» GOAL OF THE EXERCISE
Look through the entries below and extract exactly the lines from the one containing "Question: In the above interface, where exactly is the blue" through the one containing "Question: In the above interface, where exactly is the elbow?", ends included.

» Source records
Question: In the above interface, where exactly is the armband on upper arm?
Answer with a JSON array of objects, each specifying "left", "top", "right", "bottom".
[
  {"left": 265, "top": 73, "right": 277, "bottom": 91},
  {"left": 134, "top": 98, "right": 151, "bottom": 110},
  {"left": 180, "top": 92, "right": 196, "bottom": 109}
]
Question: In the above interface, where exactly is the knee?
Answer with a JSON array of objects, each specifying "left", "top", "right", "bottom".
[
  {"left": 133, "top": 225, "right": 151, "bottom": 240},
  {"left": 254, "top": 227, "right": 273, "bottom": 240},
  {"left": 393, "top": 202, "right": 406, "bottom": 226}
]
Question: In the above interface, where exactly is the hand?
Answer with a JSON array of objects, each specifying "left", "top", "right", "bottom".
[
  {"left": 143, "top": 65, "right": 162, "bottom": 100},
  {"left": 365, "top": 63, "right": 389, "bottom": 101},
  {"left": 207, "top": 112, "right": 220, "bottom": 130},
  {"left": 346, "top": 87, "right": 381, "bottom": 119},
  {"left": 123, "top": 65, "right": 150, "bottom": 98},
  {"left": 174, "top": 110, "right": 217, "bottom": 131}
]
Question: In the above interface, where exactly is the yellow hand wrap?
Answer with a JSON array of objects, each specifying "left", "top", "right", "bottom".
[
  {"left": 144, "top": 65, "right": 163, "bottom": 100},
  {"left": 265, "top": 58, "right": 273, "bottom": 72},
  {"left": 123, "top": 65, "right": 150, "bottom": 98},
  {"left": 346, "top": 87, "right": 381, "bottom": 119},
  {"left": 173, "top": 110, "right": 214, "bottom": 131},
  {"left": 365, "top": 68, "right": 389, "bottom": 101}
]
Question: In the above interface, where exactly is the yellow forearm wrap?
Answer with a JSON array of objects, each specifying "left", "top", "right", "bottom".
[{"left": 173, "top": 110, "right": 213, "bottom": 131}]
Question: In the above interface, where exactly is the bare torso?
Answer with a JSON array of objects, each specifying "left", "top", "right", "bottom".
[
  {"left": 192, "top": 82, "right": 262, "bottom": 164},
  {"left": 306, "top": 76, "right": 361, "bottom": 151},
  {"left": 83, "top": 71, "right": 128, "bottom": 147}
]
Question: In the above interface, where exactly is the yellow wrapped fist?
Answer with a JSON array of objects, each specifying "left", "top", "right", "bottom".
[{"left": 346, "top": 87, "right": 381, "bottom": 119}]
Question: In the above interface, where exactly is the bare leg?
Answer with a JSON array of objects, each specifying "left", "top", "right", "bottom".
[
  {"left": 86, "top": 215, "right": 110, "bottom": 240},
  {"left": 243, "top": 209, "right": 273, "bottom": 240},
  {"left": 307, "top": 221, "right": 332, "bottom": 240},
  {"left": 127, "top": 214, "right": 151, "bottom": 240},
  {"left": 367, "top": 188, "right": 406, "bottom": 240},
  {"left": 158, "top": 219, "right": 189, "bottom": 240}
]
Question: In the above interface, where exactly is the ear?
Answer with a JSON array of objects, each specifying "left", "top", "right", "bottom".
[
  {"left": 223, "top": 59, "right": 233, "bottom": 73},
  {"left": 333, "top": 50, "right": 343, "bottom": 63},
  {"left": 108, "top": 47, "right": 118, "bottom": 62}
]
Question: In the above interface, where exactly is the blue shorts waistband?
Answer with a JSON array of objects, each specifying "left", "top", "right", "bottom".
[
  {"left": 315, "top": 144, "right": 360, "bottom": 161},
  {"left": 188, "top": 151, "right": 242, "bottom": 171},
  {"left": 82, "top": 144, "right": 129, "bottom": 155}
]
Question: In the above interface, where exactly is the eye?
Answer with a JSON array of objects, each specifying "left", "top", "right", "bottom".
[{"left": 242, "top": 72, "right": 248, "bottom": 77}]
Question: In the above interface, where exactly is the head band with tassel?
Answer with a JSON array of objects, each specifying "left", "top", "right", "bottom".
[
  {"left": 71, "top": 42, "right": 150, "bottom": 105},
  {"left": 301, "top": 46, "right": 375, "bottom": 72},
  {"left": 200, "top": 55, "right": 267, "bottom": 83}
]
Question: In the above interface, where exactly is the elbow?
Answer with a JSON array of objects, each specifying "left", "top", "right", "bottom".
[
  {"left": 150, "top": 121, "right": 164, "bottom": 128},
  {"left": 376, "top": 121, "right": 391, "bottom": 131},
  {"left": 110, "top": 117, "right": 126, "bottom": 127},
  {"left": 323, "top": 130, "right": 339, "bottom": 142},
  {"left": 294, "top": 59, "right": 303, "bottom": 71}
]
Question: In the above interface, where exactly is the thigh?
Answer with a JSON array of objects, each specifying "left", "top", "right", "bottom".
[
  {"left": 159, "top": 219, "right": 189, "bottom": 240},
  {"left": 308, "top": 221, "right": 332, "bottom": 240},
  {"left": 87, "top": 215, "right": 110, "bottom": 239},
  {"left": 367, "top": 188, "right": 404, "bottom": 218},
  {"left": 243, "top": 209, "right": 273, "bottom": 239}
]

» WRITTEN ANSWER
Question: In the above interface, where exactly is the blue shorts waistband?
Answer with a JSON array of objects, each specifying "left", "top", "right", "bottom".
[
  {"left": 315, "top": 144, "right": 360, "bottom": 161},
  {"left": 188, "top": 151, "right": 242, "bottom": 171},
  {"left": 82, "top": 144, "right": 129, "bottom": 155}
]
Question: In the above interface, where exactly is the eye?
Answer with a JSON array of objects, each specifying "left", "top", "right", "bottom".
[{"left": 242, "top": 72, "right": 248, "bottom": 77}]
Question: In the above interface, where exactly is the head band with tassel?
Answer with a JSON array of objects, each specifying "left", "top", "right", "bottom".
[
  {"left": 71, "top": 42, "right": 150, "bottom": 105},
  {"left": 301, "top": 46, "right": 375, "bottom": 72},
  {"left": 200, "top": 55, "right": 267, "bottom": 83}
]
Question: In the above interface, where exactly is the elbow?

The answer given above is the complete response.